----- Textauszug

Hier wird von einer einheitlichen, natürlichen weiblichen Erfahrung ausgegangen,
Frau als metaphysische Kategorie begriffen und übersehen, dass ‘weibliche
Erfahrung’ immer schon kulturell geprägt ist. (Rippl, 232) 23. Die feministische Literaturwissenschaft geht ebenfalls
zunächst von einer genuin weiblichen Erfahrung aus, deren nachdrückliche
Aufwertung sie vornimmt bei gleichzeitiger Ablehnung der männlichen
symbolischen Ordnung. Postuliert wird eine „weibliche Schreibweise und
Ästhetik“, ein weibliches „metonymisches Schreiben“ als „Gegendiskurs“, das
sich thematisch, strukturell und stilistisch von einer männlichen Schreibweise
unterscheiden soll. (Kritik von ‘innen’)

----------
----- Gegebene Daten

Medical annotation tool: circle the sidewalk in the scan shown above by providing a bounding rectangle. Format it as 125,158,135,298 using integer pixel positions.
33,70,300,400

----------

◆ **Deine Aufgabe**:
Welche Ordnung lehnt die feministische Literaturwissenschaft laut dem Textauszug ab?

◆ **Lösung**:
Sie lehnt die männliche symbolische Ordnung ab.